(Task objective)
Reproduce the listing below line for line, without altering any character.
* Start *
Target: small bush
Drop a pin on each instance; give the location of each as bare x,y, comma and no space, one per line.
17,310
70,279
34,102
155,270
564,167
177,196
* End *
(Result of this exercise)
Target: small bush
Drop a pin on each instance; give the location of each as bare x,y, comma and no space, one per line.
17,310
70,279
34,102
155,270
564,167
177,196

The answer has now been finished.